- [STATED GOAL]:
From the Operation Wetback column, reproduce word for word the passage that begins at the words "The U.S. Border" and stops after "in mass deportation.".

- [DOCUMENT TEXT]:
Sorry, you need to enable JavaScript to visit this website.

‘Operation Wetback’: The Valley has been down this road before

How ironic that a term still deemed offensive today in the Rio Grande Valley — “Wetback” — was considered normal in the summer of 1954 when then-President Dwight Eisenhower launched “Operation Wetback,” which used military style tactics to remove Mexican immigrants from along the U.S./Mexico border, including the Rio Grande Valley.

Sound familiar?

The U.S. Border Patrol preyed upon decent, hard-working people whose only “crime” was being in this country without proper documentation, which resulted in mass deportation.

The federal program lasted from July 1, 1954, to June 30, 1955.

Local daily newspapers then were doing the same thing Fox News is doing today, stoking the flames of disinformation: “Wetbacks Seen Out of Control.” (Source: Valley Morning Star, June 25, 1954:”

In that story, the director of the Immigration and Naturalization Service was really upset: “The wetbacks are running over us in the Rio Grande Valley.”

No matter that they were working as motel maids, roofers, picking crops and citrus.

A guy by the name of John Holland, who was head of the San Antonio INS district at the time, described the McAllen sector as the “second worst wetback-infested area in the United States,” and “out of control,” second only to the LA area.

Today, hardly anyone knows about Operation Wetback from approximately 70 years ago, but once you start digging into it, the commonalities are remarkable.

The Backstory

At The Advance, we caught on to “Operation Wetback” after a longtime reader called over the weekend to say that he had read last week’s front-page Observations column titled, “Where has our yard guy gone?”

It was a story about a great guy we had who used to cut our grass for years. He never said he was in this country without proper documentation but insinuated as much because he was clearly worried about ICE activities up and down the RGV, taking hard-working people into custody so they could send them to a for-profit holding prison, and then from one week to another, poof, he was gone.

The caller said that he had read the column, and the same thing happened here in the 1950s. So much so, his mom was worried that Border Patrol was going to show up at their house one day and cart off their longtime housekeeper.

So, with a little digging, up popped “Operation Wetback.”

As disgusting then as it is now.

Instead of taking the violent criminals into custody, which is what the American electorate was promised by this current administration, we watch as Maria the Maid, Juan the plumber, and Jose the roofer being tagged by ICE and carted off to who knows where.

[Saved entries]
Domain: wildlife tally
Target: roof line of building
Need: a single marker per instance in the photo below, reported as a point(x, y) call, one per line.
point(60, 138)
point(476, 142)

--

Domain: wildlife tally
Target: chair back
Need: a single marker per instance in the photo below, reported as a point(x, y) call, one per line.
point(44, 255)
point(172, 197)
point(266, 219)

- [EXERCISE SOLUTION]:
The U.S. Border Patrol preyed upon decent, hard-working people whose only “crime” was being in this country without proper documentation, which resulted in mass deportation.